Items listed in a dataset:
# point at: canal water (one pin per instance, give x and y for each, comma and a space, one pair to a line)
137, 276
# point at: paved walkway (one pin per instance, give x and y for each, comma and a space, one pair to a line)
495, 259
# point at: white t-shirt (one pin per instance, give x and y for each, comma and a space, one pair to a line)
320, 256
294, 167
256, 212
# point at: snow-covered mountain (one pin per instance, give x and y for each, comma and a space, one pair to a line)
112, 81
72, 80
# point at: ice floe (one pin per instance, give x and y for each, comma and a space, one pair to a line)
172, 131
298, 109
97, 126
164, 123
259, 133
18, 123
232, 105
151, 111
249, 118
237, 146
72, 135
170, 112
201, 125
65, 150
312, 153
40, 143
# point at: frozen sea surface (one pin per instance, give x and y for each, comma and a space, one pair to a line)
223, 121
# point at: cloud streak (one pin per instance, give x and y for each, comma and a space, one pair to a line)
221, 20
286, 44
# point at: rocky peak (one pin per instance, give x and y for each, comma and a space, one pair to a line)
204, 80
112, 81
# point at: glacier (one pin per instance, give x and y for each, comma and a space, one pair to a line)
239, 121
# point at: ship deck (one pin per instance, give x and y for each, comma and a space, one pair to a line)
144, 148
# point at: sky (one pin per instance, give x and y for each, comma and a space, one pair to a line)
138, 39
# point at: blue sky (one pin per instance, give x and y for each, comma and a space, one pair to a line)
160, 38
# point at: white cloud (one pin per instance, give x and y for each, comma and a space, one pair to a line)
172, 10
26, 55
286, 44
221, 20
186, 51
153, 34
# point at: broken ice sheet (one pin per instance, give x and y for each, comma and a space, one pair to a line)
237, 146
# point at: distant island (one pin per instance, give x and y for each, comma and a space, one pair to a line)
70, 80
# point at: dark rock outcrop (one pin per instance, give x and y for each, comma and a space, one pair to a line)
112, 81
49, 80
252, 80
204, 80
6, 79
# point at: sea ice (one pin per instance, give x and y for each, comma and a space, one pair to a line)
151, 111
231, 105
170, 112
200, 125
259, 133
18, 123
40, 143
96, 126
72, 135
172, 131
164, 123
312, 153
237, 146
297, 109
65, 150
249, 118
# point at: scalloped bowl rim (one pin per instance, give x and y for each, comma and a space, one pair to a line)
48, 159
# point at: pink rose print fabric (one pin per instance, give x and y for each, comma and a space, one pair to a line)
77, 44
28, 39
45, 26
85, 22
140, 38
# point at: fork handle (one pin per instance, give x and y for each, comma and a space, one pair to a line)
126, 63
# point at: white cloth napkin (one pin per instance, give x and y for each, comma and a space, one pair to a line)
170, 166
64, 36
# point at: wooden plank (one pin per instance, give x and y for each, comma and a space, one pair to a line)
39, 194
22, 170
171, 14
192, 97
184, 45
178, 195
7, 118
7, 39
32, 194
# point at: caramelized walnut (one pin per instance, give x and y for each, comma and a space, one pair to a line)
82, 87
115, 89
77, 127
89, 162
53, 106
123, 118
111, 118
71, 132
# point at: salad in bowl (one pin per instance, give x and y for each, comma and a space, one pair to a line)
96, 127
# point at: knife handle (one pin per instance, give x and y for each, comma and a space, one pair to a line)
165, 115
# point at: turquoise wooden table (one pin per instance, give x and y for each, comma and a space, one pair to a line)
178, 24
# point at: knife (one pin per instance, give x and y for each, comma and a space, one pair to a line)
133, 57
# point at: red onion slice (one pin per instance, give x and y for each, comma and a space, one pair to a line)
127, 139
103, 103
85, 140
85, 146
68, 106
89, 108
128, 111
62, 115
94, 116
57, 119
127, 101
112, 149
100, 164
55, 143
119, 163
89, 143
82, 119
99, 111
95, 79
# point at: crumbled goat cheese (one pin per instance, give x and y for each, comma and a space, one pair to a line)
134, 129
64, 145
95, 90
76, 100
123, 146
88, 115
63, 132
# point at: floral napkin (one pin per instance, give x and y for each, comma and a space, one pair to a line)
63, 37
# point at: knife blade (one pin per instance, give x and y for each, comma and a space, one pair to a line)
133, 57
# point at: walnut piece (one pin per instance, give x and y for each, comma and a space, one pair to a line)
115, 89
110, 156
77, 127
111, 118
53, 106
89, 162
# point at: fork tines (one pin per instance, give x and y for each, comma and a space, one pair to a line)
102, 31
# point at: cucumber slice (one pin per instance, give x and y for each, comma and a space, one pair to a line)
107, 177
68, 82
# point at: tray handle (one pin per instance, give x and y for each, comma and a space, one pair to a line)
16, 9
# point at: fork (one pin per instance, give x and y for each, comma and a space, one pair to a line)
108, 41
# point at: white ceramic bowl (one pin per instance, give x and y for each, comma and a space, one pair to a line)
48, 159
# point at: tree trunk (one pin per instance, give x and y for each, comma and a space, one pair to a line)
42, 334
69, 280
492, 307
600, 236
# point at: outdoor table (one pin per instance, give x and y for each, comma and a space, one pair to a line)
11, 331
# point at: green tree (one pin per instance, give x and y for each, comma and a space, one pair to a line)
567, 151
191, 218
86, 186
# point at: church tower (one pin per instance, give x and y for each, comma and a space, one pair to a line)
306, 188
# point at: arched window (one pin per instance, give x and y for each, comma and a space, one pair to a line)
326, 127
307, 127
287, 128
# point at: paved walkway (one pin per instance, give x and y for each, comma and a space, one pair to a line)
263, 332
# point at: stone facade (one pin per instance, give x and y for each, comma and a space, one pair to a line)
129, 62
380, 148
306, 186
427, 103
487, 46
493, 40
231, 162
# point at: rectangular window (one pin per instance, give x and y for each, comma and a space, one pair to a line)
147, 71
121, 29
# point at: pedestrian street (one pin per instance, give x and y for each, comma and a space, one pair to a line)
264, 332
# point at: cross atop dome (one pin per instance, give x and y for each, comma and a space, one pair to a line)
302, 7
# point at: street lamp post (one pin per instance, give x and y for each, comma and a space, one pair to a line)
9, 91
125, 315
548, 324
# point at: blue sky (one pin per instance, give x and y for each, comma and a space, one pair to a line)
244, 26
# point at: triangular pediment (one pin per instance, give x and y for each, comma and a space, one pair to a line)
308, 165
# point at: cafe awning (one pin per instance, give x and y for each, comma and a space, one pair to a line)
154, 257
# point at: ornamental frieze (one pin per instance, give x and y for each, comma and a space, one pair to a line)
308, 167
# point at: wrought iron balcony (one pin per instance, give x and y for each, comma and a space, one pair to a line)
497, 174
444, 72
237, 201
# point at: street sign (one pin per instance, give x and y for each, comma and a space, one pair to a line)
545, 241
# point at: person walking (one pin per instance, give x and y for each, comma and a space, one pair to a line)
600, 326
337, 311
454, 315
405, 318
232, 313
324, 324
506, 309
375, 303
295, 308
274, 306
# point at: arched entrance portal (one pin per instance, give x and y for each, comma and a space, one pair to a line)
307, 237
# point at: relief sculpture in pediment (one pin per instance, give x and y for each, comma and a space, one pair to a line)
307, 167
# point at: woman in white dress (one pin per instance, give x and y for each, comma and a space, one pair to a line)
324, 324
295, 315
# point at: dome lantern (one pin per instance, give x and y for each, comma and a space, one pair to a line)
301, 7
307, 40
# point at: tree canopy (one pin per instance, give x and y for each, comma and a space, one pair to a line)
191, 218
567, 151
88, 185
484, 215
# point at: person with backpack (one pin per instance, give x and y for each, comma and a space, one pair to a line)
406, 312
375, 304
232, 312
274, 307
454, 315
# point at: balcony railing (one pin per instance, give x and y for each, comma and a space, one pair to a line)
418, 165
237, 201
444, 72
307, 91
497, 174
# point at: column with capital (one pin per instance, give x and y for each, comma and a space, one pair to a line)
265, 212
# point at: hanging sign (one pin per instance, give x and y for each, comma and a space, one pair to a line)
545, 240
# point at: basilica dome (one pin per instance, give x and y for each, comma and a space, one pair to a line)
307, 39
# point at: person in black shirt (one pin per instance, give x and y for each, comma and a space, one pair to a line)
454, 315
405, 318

Exercise objective: Write out the lines above from the one containing "# point at: balcony" through the last, exactly as they are.

Exercise answer:
# point at: balcony railing (one pin per instance, give x and y for each, comma and a space, one pair to a line)
418, 165
237, 201
444, 72
307, 91
497, 174
# point at: column with capital (one pin per instance, give x and y for each, comma and a space, one pair to a line)
265, 212
# point at: hanging sign (one pin per instance, give x and y for each, comma and a space, one pair to a line)
545, 240
# point at: basilica dome (one pin per instance, give x and y for each, comma and a space, one pair to a line)
307, 39
# point at: person in black shirt (one pin per instance, give x and y for each, comma and a space, one pair to a line)
454, 315
405, 318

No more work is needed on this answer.